(Pointing records)
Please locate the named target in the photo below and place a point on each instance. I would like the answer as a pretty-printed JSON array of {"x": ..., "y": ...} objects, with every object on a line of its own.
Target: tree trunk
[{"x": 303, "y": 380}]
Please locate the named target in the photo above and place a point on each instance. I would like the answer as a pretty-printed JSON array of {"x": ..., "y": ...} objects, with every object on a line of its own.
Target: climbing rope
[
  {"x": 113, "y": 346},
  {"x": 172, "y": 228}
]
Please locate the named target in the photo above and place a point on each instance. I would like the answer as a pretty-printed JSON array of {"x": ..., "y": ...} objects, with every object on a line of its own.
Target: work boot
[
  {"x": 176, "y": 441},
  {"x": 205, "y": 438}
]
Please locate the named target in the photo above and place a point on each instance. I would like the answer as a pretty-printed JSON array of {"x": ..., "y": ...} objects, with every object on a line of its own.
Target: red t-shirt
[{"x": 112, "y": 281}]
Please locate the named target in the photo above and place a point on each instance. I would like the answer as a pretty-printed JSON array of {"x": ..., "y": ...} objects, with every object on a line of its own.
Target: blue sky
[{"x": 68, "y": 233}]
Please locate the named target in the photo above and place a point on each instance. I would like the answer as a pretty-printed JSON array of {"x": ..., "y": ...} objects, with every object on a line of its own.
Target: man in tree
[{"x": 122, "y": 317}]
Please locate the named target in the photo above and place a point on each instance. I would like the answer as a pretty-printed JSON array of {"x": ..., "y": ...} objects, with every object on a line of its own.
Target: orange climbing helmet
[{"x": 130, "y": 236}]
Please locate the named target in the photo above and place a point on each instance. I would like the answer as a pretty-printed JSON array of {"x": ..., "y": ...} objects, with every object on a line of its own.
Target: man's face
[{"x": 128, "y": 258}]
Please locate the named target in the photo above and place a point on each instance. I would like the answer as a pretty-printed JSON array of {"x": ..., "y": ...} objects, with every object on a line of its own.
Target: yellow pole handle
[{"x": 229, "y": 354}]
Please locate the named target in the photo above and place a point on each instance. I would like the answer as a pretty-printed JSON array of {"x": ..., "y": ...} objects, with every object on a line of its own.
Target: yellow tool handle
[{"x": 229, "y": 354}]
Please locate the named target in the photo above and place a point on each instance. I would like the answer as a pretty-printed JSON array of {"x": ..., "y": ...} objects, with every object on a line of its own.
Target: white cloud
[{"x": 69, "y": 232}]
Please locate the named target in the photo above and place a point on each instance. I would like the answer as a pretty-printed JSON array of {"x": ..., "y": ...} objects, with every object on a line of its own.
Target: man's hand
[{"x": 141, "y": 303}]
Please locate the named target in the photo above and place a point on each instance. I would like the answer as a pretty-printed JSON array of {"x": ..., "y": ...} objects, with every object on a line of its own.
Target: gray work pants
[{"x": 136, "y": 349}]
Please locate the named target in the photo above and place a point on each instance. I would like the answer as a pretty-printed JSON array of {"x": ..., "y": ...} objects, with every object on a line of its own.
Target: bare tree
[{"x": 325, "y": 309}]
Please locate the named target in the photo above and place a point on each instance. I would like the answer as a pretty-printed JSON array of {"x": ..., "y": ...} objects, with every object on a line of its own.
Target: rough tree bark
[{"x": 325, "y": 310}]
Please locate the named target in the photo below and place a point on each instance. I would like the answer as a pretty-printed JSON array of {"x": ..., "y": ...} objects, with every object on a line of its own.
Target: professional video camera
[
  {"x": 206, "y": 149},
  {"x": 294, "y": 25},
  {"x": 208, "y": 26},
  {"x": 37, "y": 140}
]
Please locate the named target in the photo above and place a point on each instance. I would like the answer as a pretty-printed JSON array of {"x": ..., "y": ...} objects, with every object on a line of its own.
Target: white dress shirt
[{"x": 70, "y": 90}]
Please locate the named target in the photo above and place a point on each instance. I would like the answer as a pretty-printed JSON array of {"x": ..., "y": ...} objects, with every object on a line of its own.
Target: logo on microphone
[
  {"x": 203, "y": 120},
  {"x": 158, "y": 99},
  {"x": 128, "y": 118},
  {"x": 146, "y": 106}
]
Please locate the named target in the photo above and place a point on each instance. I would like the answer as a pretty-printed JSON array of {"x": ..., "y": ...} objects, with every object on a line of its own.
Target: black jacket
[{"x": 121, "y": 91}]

_Directive_
Set down all of the entries exactly, please.

_Written answer_
Please locate the named target in the photo below and place a point on each instance. I would like the answer as a pretty-printed JSON array of {"x": ..., "y": ...} objects, with every object on a line of its own.
Target: tree trunk
[{"x": 303, "y": 380}]
Please locate the named target in the photo above and place a point on each instance. I would like the answer as a pretty-printed JSON array of {"x": ..., "y": ...} objects, with every object on a line of its own.
Target: climbing rope
[
  {"x": 113, "y": 346},
  {"x": 172, "y": 228}
]
Please locate the named target in the photo above and place a point on each instance. I would like the answer as a pretty-printed JSON array of {"x": ..., "y": ...} objects, with every object on a line of its own.
Target: work boot
[
  {"x": 176, "y": 441},
  {"x": 205, "y": 438}
]
Please locate the named target in the photo above and place a point on each instance. I would like the answer as a pretty-printed JSON array of {"x": ..., "y": ...} objects, with every object on a line of its own.
Target: red t-shirt
[{"x": 112, "y": 281}]
Please locate the named target in the photo above and place a point on each instance. I would like the answer as a pretty-printed JSON array of {"x": ..., "y": ...} objects, with every object on a line of its own.
Target: blue sky
[{"x": 68, "y": 233}]
Please locate the named target in the photo above and place a point on each instance. I would like the answer as a pretty-printed JSON array of {"x": ..., "y": ...} objects, with every object on a line of its own.
Target: man in tree
[{"x": 122, "y": 317}]
Please locate the named target in the photo above and place a point on each instance. I would like the answer as a pretty-printed JSON array of {"x": ..., "y": ...} objects, with every object on a line of its own.
Target: orange climbing helmet
[{"x": 130, "y": 236}]
Please locate the named target in the photo above and place a point on each instance. I would like the answer as a pretty-printed JSON array of {"x": ..., "y": ...} objects, with every object on a line of its own.
Target: man's face
[{"x": 128, "y": 258}]
Please locate the named target in the photo above and place a point on each instance. I would like the answer as a pretty-printed JSON array of {"x": ..., "y": ...} objects, with every object on a line of its own.
Target: yellow pole handle
[{"x": 229, "y": 354}]
Please locate the named target in the photo above and place a point on each instance. I would like the answer as a pretty-printed JSON array of {"x": ..., "y": ...} objects, with every object on a line of its own.
Target: yellow tool handle
[{"x": 229, "y": 354}]
Please locate the named target in the photo above and place a point on each instance. I would like the answer as a pretty-printed JSON array of {"x": ..., "y": ...} objects, with every object on a line of its own.
Target: white cloud
[{"x": 69, "y": 232}]
Please locate the named target in the photo above and place a point on each instance. I would like the answer as a pretty-printed JSON array of {"x": ..., "y": ...} objects, with every object on a line of its own.
Target: man's hand
[{"x": 141, "y": 303}]
Please locate the named target in the photo above and place a point on each instance. I would like the answer as a pretty-printed JSON array of {"x": ..., "y": ...} objects, with every object on a line of its own.
Target: gray work pants
[{"x": 136, "y": 349}]
Please locate the named target in the photo above and place a point on each instance. I would like the answer as a pretty-printed JSON array of {"x": ..., "y": ...} objects, with every object on a line of its own.
Target: bare tree
[{"x": 325, "y": 309}]
Please locate the named target in the photo above and place a point on each instance. I would like the answer as a pretty-printed JSON array of {"x": ..., "y": ...} objects, with every object on a line of its own.
Target: rough tree bark
[{"x": 325, "y": 310}]
Please locate the named target in the photo below and place a point on each instance. I would like the answer as a pretty-printed JSON array of {"x": ..., "y": ...} objects, with every object on a line of its own.
Target: professional video camera
[
  {"x": 206, "y": 149},
  {"x": 294, "y": 25},
  {"x": 208, "y": 26},
  {"x": 37, "y": 140}
]
Please locate the named target in the photo above and place a point on each instance. I would like the answer as a pretty-printed JSON array of {"x": ..., "y": ...} objects, with every object on a line of its own.
Target: white dress shirt
[{"x": 70, "y": 90}]
Please locate the named target in the photo above and place a point on each instance. I would like the answer as a pretty-printed JSON array of {"x": ..., "y": ...} objects, with every object on a line of its own.
Target: logo on microphone
[
  {"x": 203, "y": 120},
  {"x": 158, "y": 99},
  {"x": 128, "y": 118},
  {"x": 146, "y": 106}
]
Please locate the named target in the photo above and place a point on each instance. I would like the answer as a pretty-printed JSON array of {"x": ..., "y": ...} objects, with every object on a line of its own.
Target: black jacket
[{"x": 121, "y": 91}]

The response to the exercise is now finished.